• Try it: Please return each of the entries that follow, unchanged in every word.

---- Material supplied

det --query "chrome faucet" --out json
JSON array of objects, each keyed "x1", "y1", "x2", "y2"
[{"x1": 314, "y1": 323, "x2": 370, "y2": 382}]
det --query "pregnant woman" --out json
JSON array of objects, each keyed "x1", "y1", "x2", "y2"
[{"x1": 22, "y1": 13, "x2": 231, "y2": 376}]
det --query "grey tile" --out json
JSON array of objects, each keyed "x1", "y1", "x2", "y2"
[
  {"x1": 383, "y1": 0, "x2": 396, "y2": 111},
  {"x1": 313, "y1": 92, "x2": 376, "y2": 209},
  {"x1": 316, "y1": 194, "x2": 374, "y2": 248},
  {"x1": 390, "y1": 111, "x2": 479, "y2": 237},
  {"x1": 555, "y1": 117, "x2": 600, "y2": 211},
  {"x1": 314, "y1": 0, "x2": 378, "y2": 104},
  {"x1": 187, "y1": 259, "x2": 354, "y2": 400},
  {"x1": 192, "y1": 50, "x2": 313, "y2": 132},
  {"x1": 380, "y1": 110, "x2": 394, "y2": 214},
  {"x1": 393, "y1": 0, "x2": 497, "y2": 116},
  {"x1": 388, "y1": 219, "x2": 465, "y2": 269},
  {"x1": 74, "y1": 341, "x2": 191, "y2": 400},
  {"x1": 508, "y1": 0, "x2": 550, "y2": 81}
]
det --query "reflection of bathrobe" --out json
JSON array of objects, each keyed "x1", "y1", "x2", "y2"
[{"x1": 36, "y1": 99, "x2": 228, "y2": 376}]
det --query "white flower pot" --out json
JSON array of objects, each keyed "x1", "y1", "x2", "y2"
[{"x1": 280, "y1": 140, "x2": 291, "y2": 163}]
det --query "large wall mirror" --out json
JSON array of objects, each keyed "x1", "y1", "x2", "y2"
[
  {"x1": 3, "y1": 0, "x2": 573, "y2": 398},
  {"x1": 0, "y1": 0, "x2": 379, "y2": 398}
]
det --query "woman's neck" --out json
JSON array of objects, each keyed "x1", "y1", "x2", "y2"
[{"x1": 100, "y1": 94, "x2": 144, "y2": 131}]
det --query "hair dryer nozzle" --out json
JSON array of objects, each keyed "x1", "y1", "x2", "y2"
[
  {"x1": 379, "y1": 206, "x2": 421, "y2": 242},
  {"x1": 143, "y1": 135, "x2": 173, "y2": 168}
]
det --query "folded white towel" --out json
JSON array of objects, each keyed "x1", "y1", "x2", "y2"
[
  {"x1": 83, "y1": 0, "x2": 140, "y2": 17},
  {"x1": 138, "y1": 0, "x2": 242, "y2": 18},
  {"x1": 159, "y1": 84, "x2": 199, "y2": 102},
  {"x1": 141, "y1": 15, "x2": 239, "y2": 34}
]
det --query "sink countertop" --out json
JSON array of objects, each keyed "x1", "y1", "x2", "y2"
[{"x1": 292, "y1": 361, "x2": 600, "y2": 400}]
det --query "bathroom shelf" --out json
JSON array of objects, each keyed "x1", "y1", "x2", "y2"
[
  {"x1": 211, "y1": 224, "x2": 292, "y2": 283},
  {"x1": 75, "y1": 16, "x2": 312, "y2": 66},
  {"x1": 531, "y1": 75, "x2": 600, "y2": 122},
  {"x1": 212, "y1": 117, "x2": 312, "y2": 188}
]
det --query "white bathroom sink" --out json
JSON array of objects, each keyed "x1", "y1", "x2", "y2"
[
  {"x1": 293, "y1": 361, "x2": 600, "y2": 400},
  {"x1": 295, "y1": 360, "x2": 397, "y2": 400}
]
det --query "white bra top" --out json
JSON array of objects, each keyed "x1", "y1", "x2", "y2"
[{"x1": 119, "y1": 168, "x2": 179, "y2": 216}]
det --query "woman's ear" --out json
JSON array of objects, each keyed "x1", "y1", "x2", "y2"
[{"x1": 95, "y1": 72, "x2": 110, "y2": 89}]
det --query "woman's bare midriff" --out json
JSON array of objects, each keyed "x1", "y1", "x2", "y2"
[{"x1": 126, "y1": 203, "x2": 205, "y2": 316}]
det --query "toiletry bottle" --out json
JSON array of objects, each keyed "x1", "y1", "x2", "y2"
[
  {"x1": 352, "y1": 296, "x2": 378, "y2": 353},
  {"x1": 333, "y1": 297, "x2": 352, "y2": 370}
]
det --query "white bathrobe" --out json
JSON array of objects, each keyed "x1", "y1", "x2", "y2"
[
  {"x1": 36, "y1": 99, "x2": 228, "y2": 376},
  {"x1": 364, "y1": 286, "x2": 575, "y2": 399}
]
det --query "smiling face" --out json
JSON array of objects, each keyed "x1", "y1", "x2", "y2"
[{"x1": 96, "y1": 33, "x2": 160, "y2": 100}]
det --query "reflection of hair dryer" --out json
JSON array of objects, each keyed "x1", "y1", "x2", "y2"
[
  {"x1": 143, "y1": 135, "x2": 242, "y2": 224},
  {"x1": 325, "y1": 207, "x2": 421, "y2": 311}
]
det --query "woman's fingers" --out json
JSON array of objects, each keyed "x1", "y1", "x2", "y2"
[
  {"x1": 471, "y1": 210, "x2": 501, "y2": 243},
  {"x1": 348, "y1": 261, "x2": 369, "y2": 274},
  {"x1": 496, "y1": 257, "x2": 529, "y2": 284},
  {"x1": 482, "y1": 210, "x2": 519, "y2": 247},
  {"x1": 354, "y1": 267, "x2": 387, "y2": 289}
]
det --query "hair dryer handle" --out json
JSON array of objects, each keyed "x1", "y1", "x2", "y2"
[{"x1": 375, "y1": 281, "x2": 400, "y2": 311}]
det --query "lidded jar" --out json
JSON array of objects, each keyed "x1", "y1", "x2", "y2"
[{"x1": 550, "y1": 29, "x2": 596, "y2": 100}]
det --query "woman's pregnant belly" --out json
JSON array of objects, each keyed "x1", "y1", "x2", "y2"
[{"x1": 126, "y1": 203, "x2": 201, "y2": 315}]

--------

• Your response:
det --query "chrome faucet" --out json
JSON array of objects, each keyed "x1", "y1", "x2", "y2"
[{"x1": 314, "y1": 323, "x2": 370, "y2": 382}]
det --query "pregnant woman" --out json
JSON array of objects, each keyed "x1", "y1", "x2", "y2"
[{"x1": 22, "y1": 13, "x2": 231, "y2": 376}]
det --query "grey tile" --out json
JSON array of objects, each keyed "x1", "y1", "x2", "y2"
[
  {"x1": 383, "y1": 0, "x2": 396, "y2": 111},
  {"x1": 313, "y1": 92, "x2": 376, "y2": 209},
  {"x1": 316, "y1": 194, "x2": 374, "y2": 248},
  {"x1": 390, "y1": 111, "x2": 479, "y2": 237},
  {"x1": 555, "y1": 117, "x2": 600, "y2": 211},
  {"x1": 314, "y1": 0, "x2": 378, "y2": 104},
  {"x1": 187, "y1": 259, "x2": 354, "y2": 400},
  {"x1": 192, "y1": 50, "x2": 313, "y2": 132},
  {"x1": 380, "y1": 110, "x2": 394, "y2": 214},
  {"x1": 393, "y1": 0, "x2": 497, "y2": 116},
  {"x1": 388, "y1": 219, "x2": 465, "y2": 269},
  {"x1": 74, "y1": 341, "x2": 191, "y2": 400},
  {"x1": 508, "y1": 0, "x2": 550, "y2": 81}
]
det --query "reflection of bathrobe" --out json
JSON array of objects, each keyed "x1", "y1", "x2", "y2"
[{"x1": 36, "y1": 99, "x2": 228, "y2": 376}]
det --query "white flower pot" --out json
JSON array of objects, each keyed "x1", "y1", "x2", "y2"
[{"x1": 280, "y1": 140, "x2": 291, "y2": 163}]
det --query "large wall mirror" --out json
JSON array of objects, each keyed "x1", "y1", "x2", "y2"
[
  {"x1": 3, "y1": 0, "x2": 573, "y2": 398},
  {"x1": 0, "y1": 0, "x2": 379, "y2": 398}
]
det --query "woman's neck" --out json
JSON array of objects, each keyed "x1", "y1", "x2", "y2"
[{"x1": 100, "y1": 94, "x2": 144, "y2": 131}]
det --query "hair dryer nozzle" --out json
JSON array of objects, each keyed "x1", "y1", "x2", "y2"
[
  {"x1": 379, "y1": 206, "x2": 421, "y2": 242},
  {"x1": 143, "y1": 135, "x2": 173, "y2": 168}
]
det --query "folded white towel" --out json
JSON array of objects, each keyed "x1", "y1", "x2", "y2"
[
  {"x1": 83, "y1": 0, "x2": 140, "y2": 17},
  {"x1": 138, "y1": 0, "x2": 242, "y2": 18},
  {"x1": 159, "y1": 84, "x2": 199, "y2": 102},
  {"x1": 141, "y1": 15, "x2": 239, "y2": 34}
]
det --query "sink countertop" --out json
JSON array of objects, each keyed "x1", "y1", "x2", "y2"
[{"x1": 292, "y1": 361, "x2": 600, "y2": 400}]
det --query "bathroom shelf" --out json
JSON array of objects, each keyed "x1", "y1", "x2", "y2"
[
  {"x1": 211, "y1": 224, "x2": 292, "y2": 283},
  {"x1": 75, "y1": 16, "x2": 312, "y2": 66},
  {"x1": 531, "y1": 75, "x2": 600, "y2": 122},
  {"x1": 212, "y1": 117, "x2": 312, "y2": 188}
]
det --query "white bathroom sink" --out json
JSON array of objects, each keyed "x1", "y1", "x2", "y2"
[
  {"x1": 293, "y1": 361, "x2": 600, "y2": 400},
  {"x1": 295, "y1": 360, "x2": 397, "y2": 400}
]
det --query "white bra top" --out json
JSON array of objects, each keyed "x1", "y1", "x2", "y2"
[{"x1": 119, "y1": 168, "x2": 179, "y2": 216}]
det --query "woman's ear" --out json
JSON array of objects, each keyed "x1", "y1", "x2", "y2"
[{"x1": 95, "y1": 72, "x2": 110, "y2": 89}]
det --query "woman's bare midriff" --out json
JSON array of objects, each keyed "x1", "y1", "x2", "y2"
[{"x1": 126, "y1": 203, "x2": 205, "y2": 316}]
det --query "toiletry bottle" --out json
JSON array of objects, each keyed "x1", "y1", "x2", "y2"
[
  {"x1": 352, "y1": 296, "x2": 378, "y2": 353},
  {"x1": 333, "y1": 297, "x2": 352, "y2": 370}
]
det --query "white bathrobe" --out json
JSON array of objects, each keyed "x1", "y1", "x2", "y2"
[
  {"x1": 36, "y1": 99, "x2": 228, "y2": 376},
  {"x1": 364, "y1": 286, "x2": 575, "y2": 399}
]
det --query "smiling face" --out json
JSON array of objects, each keyed "x1", "y1", "x2", "y2"
[{"x1": 96, "y1": 33, "x2": 160, "y2": 100}]
det --query "reflection of hair dryer" --out json
JSON array of objects, each keyed "x1", "y1", "x2", "y2"
[
  {"x1": 143, "y1": 135, "x2": 242, "y2": 224},
  {"x1": 325, "y1": 207, "x2": 421, "y2": 311}
]
det --query "woman's fingers" --out json
JSON array of objects, each keyed "x1", "y1", "x2", "y2"
[
  {"x1": 471, "y1": 210, "x2": 501, "y2": 243},
  {"x1": 348, "y1": 261, "x2": 369, "y2": 274},
  {"x1": 496, "y1": 257, "x2": 529, "y2": 284},
  {"x1": 482, "y1": 210, "x2": 519, "y2": 247},
  {"x1": 354, "y1": 267, "x2": 387, "y2": 289}
]
det --query "hair dryer handle" --out json
JSON array of objects, each keyed "x1", "y1", "x2", "y2"
[{"x1": 375, "y1": 281, "x2": 400, "y2": 311}]
det --query "lidded jar" --out json
JSON array of objects, each keyed "x1", "y1", "x2", "y2"
[{"x1": 550, "y1": 29, "x2": 596, "y2": 100}]
det --query "woman's pregnant belly" --out json
JSON array of objects, each keyed "x1", "y1", "x2", "y2"
[{"x1": 126, "y1": 203, "x2": 201, "y2": 315}]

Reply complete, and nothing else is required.